Stored data
----------
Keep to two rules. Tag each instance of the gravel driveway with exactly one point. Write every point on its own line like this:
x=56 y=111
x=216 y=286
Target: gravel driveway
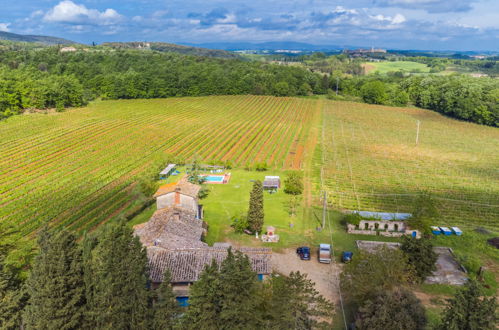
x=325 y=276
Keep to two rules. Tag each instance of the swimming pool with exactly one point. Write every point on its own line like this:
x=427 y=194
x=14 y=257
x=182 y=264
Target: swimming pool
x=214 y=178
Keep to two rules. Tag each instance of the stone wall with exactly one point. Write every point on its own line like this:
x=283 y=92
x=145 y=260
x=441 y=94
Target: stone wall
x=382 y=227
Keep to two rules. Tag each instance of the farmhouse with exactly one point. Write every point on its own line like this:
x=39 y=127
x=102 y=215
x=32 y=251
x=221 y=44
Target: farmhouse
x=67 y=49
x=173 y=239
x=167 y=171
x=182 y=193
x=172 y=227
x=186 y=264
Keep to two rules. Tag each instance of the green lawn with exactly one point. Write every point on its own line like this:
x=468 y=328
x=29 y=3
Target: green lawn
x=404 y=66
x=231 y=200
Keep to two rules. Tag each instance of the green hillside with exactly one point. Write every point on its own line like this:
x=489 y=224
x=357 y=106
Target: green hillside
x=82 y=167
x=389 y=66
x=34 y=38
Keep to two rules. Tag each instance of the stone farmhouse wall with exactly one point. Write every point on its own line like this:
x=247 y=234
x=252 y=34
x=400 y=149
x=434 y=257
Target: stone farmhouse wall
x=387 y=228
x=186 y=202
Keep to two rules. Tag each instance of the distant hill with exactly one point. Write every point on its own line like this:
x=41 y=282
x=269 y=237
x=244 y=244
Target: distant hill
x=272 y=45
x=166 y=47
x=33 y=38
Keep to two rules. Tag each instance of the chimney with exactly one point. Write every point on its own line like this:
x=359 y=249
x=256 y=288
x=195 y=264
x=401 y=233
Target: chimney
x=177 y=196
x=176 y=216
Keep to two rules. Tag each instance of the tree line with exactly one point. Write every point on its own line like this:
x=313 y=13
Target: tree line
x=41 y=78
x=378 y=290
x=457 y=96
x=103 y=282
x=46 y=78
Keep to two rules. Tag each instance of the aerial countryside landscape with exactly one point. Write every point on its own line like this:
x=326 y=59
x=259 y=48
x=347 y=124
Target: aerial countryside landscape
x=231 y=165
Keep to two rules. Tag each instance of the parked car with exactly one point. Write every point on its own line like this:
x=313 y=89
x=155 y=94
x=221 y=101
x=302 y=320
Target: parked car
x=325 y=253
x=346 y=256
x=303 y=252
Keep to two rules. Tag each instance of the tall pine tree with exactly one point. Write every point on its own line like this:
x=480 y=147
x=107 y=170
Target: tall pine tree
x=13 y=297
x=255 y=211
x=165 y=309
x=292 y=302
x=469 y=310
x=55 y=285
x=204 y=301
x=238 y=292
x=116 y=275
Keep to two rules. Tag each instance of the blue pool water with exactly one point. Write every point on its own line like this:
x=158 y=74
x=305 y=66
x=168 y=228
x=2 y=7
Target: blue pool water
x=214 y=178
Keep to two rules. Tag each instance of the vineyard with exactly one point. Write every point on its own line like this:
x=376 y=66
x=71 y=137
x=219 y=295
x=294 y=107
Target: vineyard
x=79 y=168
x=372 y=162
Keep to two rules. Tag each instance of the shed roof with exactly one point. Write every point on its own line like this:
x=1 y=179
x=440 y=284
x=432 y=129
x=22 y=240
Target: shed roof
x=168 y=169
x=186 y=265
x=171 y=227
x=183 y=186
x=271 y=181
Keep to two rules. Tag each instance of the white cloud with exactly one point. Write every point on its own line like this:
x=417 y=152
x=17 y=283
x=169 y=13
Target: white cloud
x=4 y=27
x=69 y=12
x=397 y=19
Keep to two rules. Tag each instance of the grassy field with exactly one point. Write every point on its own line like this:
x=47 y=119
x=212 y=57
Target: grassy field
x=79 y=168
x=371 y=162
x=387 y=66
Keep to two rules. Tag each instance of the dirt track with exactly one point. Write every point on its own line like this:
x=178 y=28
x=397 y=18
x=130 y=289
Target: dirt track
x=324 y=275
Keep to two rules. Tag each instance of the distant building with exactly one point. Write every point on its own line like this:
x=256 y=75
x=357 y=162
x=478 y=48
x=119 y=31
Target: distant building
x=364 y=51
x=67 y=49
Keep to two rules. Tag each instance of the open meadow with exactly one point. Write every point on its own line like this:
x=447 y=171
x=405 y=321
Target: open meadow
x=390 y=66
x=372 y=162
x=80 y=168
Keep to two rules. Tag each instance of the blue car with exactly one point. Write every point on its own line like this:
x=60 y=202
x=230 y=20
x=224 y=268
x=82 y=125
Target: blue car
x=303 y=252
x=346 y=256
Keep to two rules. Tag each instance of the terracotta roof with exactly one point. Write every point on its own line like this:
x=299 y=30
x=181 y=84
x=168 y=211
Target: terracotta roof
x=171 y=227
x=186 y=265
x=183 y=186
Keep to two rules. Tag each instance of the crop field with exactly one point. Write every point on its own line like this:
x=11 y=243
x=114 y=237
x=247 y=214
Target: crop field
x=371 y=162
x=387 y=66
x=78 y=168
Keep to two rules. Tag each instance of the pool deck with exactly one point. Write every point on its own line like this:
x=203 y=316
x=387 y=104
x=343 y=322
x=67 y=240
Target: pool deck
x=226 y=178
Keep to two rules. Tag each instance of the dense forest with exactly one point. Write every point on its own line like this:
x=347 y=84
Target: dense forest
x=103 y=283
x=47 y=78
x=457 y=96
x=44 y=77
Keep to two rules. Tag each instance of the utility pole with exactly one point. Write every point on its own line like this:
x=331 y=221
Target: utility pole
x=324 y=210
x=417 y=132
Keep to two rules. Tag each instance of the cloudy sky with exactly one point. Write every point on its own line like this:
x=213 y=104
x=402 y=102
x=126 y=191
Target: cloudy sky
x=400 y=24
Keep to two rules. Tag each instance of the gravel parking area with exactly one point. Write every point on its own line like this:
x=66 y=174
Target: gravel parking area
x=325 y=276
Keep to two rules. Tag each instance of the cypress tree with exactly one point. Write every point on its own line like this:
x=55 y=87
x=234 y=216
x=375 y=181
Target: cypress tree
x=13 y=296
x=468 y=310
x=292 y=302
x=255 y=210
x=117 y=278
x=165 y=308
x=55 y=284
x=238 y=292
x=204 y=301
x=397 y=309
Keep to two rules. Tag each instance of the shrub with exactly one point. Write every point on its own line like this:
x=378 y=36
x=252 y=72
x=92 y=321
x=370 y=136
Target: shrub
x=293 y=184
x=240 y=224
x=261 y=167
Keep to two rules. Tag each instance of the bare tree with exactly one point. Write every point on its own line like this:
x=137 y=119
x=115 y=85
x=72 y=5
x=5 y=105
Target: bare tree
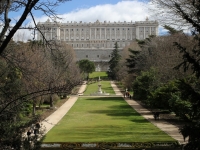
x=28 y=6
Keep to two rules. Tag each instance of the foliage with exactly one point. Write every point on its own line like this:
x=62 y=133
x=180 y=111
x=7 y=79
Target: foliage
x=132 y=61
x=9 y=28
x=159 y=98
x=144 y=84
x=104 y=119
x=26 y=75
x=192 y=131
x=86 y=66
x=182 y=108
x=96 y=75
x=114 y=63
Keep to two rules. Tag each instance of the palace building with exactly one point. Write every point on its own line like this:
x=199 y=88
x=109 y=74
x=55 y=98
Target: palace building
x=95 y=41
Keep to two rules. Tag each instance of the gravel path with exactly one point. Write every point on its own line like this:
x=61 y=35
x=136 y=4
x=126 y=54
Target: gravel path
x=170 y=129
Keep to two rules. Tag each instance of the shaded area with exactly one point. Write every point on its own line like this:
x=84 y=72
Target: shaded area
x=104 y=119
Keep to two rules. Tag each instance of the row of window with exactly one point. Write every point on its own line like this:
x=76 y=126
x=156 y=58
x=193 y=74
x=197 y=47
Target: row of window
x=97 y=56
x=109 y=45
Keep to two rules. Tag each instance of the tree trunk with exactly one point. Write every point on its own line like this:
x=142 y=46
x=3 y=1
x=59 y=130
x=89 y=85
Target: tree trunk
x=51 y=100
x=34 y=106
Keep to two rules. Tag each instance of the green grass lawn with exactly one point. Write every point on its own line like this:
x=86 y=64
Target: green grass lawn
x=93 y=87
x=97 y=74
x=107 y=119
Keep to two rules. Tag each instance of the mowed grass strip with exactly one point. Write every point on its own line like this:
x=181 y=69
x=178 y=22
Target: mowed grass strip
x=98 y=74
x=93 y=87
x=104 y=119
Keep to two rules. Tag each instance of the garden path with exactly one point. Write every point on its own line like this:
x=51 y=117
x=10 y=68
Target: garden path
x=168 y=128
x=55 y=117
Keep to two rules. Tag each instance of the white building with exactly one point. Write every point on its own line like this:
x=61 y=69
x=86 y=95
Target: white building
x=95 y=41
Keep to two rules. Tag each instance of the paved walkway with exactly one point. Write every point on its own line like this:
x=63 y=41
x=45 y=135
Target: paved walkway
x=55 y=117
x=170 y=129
----------
# GOAL:
In the listing above, copy only the stretch from the line containing "Keep to two rules. Tag each instance of the shaded" through the line containing "x=107 y=119", substituting "tree stump" for "tree trunk" and keeping everything else the same.

# SOLVED EXERCISE:
Keep to two rules. Tag each instance of the shaded area with exactly one point. Write every point on its own line like this:
x=84 y=72
Target: shaded area
x=104 y=119
Keep to two rules. Tag each instance of the row of window with exactly one point. Write every point on its own line like this:
x=76 y=126
x=156 y=58
x=193 y=74
x=197 y=47
Target: row of window
x=97 y=56
x=109 y=45
Keep to two rules. Tag each instance of the tree stump with exactly one point. Write every point on its own line like this:
x=142 y=46
x=3 y=1
x=59 y=130
x=89 y=85
Target: tree stump
x=51 y=100
x=34 y=106
Keep to two rules. Tag each instance of the green grass lawn with exactly one point. Write every point on its own line like this:
x=86 y=64
Target: green grass lawn
x=93 y=87
x=97 y=74
x=107 y=119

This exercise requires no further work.